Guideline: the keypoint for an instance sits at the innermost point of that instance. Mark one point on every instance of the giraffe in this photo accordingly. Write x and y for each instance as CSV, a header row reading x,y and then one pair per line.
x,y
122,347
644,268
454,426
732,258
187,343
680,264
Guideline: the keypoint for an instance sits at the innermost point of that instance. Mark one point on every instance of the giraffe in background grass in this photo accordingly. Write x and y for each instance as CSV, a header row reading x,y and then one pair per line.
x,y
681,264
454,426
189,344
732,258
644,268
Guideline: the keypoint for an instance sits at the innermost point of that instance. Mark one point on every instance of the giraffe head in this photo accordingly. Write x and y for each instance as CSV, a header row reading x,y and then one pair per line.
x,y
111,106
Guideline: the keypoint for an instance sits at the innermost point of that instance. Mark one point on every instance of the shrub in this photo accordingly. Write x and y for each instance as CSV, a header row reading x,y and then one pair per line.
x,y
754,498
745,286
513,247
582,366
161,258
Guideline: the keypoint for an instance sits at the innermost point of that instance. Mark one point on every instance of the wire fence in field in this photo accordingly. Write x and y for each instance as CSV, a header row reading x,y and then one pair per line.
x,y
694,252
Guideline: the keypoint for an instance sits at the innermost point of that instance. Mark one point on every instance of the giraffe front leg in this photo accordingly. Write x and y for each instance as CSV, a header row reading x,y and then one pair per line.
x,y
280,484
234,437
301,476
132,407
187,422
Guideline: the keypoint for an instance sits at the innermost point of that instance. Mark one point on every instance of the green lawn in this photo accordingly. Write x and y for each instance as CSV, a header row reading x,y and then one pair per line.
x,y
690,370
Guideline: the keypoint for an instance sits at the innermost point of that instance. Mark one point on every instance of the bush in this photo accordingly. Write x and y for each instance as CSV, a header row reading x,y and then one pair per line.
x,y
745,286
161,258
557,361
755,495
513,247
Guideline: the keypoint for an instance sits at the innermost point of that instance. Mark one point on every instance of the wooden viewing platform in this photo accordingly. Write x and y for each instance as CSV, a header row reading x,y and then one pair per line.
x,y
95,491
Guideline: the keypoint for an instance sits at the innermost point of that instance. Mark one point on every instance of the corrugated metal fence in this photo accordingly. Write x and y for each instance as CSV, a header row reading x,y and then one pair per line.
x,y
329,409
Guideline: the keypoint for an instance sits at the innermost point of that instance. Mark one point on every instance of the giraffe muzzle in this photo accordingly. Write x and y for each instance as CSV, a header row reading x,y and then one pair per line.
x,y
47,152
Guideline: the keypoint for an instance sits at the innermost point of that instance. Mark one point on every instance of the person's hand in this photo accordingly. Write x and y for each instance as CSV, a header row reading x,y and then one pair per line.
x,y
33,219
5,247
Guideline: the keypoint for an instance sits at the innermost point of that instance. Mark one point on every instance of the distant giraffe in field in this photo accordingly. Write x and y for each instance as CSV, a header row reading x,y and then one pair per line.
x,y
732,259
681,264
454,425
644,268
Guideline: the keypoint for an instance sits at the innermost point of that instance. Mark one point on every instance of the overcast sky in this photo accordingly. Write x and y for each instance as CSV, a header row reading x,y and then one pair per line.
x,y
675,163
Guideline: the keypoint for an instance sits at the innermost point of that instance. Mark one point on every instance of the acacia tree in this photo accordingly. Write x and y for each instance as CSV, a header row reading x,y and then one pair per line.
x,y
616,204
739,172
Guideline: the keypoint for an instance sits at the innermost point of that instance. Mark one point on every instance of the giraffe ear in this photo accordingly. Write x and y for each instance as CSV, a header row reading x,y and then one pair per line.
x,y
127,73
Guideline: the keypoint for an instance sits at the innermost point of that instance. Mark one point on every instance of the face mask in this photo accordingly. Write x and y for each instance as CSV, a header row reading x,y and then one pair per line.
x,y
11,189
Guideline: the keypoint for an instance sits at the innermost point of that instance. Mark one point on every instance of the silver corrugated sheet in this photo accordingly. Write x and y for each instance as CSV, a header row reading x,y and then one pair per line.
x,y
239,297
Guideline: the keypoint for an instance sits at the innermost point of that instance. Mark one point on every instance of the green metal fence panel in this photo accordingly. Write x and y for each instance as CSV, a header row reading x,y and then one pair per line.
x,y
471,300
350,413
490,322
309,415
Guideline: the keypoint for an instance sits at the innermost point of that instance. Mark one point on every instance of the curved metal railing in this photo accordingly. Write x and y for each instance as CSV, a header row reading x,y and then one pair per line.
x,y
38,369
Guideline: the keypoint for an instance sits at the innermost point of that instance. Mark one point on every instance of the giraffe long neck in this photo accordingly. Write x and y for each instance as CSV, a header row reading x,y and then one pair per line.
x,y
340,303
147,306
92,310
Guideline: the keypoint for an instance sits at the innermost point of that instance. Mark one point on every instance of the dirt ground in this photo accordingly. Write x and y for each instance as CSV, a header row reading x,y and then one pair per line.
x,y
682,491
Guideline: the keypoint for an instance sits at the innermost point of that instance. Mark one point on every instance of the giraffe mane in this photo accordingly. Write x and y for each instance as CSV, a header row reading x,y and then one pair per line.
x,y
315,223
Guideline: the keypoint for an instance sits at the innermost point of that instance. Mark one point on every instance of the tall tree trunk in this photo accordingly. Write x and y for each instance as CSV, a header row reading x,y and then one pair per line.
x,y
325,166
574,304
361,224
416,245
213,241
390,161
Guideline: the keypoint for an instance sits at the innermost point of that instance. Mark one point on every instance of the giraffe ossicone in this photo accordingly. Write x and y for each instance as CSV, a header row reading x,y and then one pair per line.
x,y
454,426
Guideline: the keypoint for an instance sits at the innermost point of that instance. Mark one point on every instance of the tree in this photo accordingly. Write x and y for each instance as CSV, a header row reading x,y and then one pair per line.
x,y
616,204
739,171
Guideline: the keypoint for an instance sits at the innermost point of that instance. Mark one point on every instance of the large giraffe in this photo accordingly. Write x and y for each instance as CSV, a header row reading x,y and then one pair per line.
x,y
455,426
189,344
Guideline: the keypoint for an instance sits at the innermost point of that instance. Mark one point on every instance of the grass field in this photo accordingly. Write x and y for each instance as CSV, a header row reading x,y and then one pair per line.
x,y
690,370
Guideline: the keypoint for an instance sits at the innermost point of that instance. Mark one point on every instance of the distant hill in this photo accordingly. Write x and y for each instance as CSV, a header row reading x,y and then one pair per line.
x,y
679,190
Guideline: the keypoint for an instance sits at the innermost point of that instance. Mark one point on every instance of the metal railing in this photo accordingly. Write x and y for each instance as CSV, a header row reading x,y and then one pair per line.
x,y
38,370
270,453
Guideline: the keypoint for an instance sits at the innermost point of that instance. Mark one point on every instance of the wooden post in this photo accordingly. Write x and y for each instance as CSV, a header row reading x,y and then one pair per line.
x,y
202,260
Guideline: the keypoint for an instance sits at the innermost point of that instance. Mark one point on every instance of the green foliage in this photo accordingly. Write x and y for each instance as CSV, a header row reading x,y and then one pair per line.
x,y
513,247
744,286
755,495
========================================
- Assigned task: Every record in the listing above should be reproduced exactly.

- Completed exercise:
Guideline: the keypoint for an instance sits at the innermost point of that instance. Mark one point on every instance of the giraffe in this photo accordingly. Write x and y for each instance as CSV, a header row reading x,y and then one pair per line.
x,y
122,347
644,268
454,426
732,258
187,343
680,264
Guideline: the keypoint for an instance sits at the innermost point of that instance. Mark one point on every instance of the giraffe in background grass in this photo accordingly. Write x and y for each instance as CSV, a header row reading x,y and then one pair per line.
x,y
681,264
454,426
189,344
732,258
644,268
Guideline: the keypoint for an instance sits at the innermost point of that instance. Mark one point on every instance of the giraffe head in this photo accordingly. Write x and y for each instance as CSV, a header row reading x,y and then one pair per line.
x,y
111,106
Guideline: the keypoint for an instance sits at the innermost point of that instance. Mark one point on every instance of the shrub in this photo accordingly. Write x and y for each instance as CSV, a header row reading x,y and then one pair per line.
x,y
754,498
745,286
513,247
582,366
161,258
Guideline: the keypoint for an instance sits at the innermost point of that instance. Mark one point on every instance of the wire fence in field in this photo accordingly. Write x and y for each instance as CSV, a header row reading x,y and then one pair per line.
x,y
694,252
Guideline: the keypoint for an instance sits at the innermost point of that instance. Mark one point on every instance of the giraffe front leg in this photo accordingly. Write x and y for each instance as CSV, a header row reading x,y and then one pair per line.
x,y
280,484
234,437
301,476
132,407
187,422
Guideline: the keypoint for an instance sits at the innermost point of that instance. Mark one point on every instance of the green lawn in this photo accordingly. Write x and y for each instance as CSV, a header row reading x,y and then one pair per line.
x,y
690,370
Guideline: the keypoint for an instance sits at the innermost point of that instance. Mark one point on every instance of the bush in this photo accordingly. Write x and y for each instance as CSV, a header row reading x,y and then one pair per line.
x,y
745,286
161,258
557,361
755,495
513,247
Guideline: the keypoint for an instance sits at the innermost point of that instance. Mark one point on every instance of the wooden viewing platform in this photo accordingly. Write x and y for each instance as CSV, a header row reading x,y and then one pair per line.
x,y
95,491
Guideline: the keypoint for an instance sits at the innermost point of that instance. Mark one point on every instance of the corrugated metal fence in this photo accordingly. Write x and y for each instance as CSV, a header row reading x,y and then one pair per line.
x,y
329,409
Guideline: the keypoint for an instance sits at the innermost point of that instance. Mark one point on every instance of the giraffe muzzle in this photo accordingly. Write x and y for each instance as CSV, a header row reading x,y and then one pair per line.
x,y
47,152
Guideline: the keypoint for an instance sits at the innermost point of that instance. Mark one point on every instance of the person's hand in this photo accordingly. Write x and y for each instance as CSV, a header row reading x,y and then one pair per line.
x,y
33,219
5,247
Guideline: the keypoint for an instance sits at the innermost point of that instance. Mark one point on every instance of the distant giraffe in field in this photo accordingly. Write x and y for each instance as CSV, a header row reading x,y and then one pair per line.
x,y
732,259
681,264
454,425
644,268
Guideline: the keypoint for an instance sits at the innermost point of that instance. Mark one point on every instance of the overcast sky in this photo accordingly. Write x and y for each instance as CSV, a header row reading x,y and then one pair per line.
x,y
675,163
Guideline: the keypoint for an instance sits at the innermost point of that instance. Mark one point on every instance of the acacia tree in this photo accordingly. Write x and y for each instance as CSV, a header row reading x,y and then one pair per line.
x,y
616,204
739,172
Guideline: the keypoint for an instance sits at the innermost point of that instance. Mark one point on every instance of the giraffe ear in this photo accordingly. Write x and y for each instance as CSV, a header row reading x,y and then one pair per line.
x,y
127,73
Guideline: the keypoint for an instance sits at the innermost point of that instance. Mark one point on every instance of the face mask in this photo accordingly. Write x and y for each instance as CSV, a header row reading x,y and then one pair per line.
x,y
11,189
Guideline: the keypoint for an instance sits at the innermost point of that instance. Mark one point on every instance of the silver corrugated sheet in this photo accordingly. Write x and y for each instance as CSV, a header row reading x,y and then one pair per line.
x,y
239,297
Guideline: the keypoint for an instance sits at the innermost point of that instance. Mark one point on every instance of the green metal fence panel in this photo accordingly. Write x and y for each instance as CSV, a header row reading x,y and then one pair per line.
x,y
471,300
350,413
490,322
309,415
Guideline: the keypoint for an instance sits at the innermost point of that instance. Mark one point on every instance of the curved metal railing in this photo accordingly. Write x and y for each instance as CSV, a header row reading x,y and then one pair per line.
x,y
38,369
Guideline: the keypoint for an instance sits at the innermost point of that instance. Mark one point on every instance of the giraffe long neck in this photo accordingly. Write x and y for each instance as CSV, a header row reading x,y and then one pair per line.
x,y
340,303
147,306
92,310
Guideline: the keypoint for an instance sits at the innermost point of that instance. Mark one point on every instance of the dirt ground in this photo accordingly. Write x and y for each instance as CSV, a header row reading x,y and then one pair per line.
x,y
682,491
Guideline: the keypoint for an instance sits at the innermost point of that instance. Mark one point on every instance of the giraffe mane in this photo accordingly. Write x and y for each instance as CSV, a header row reading x,y and then one pair per line.
x,y
315,223
Guideline: the keypoint for an instance sits at the innermost point of that instance. Mark one point on every instance of the tall tree trunk in this photo accordingly. Write x and y for each instance as CSV, a header row reading x,y and then one pair per line.
x,y
325,166
574,304
361,224
416,245
213,241
390,161
Guideline: the keypoint for an instance sits at the innermost point of that instance. Mark one point on every instance of the giraffe ossicone in this photo accordingly. Write x and y for each instance as CSV, a header row reading x,y and then one pair per line.
x,y
454,426
Guideline: the keypoint for an instance sits at the innermost point of that instance. Mark one point on every instance of the tree in this photo accordingly. Write x and y for each instance as CSV, a header row reading x,y and then one pair per line.
x,y
616,204
739,171
Guideline: the keypoint for an instance sits at the innermost point of that instance. Mark one point on every instance of the large giraffe in this photo accordingly. Write x and y for each instance as CSV, a header row reading x,y and then one pair per line.
x,y
455,426
189,344
Guideline: the keypoint for an instance sits at the innermost point of that instance. Mark one point on every instance of the grass field in this photo accordingly. Write x and y for each instance as CSV, a header row reading x,y and then one pair per line.
x,y
690,370
Guideline: the keypoint for an instance sits at the innermost point of that instance. Mark one point on every instance of the distant hill in this photo accordingly. Write x and y for each instance as CSV, a header row reading x,y and then one pair per line.
x,y
679,190
Guideline: the keypoint for an instance sits at the innermost point of that instance. Mark one point on every instance of the metal railing in this photo accordingly. Write x and y for each instance as CSV, a header row reading x,y and then one pair per line.
x,y
38,370
270,453
Guideline: the keypoint for an instance sits at the innermost point of that instance. Mark one point on every instance of the wooden post in this photo accordingly. Write x and y for each instance as CSV, a header row reading x,y and then one pair per line.
x,y
202,260
Guideline: the keypoint for an instance sits at the innermost point of that instance. Mark one point on every instance of the green foliage in this photo accordingly. Write x and y for each instance as CSV, a header row reading x,y and then one pair per line.
x,y
513,247
744,286
755,495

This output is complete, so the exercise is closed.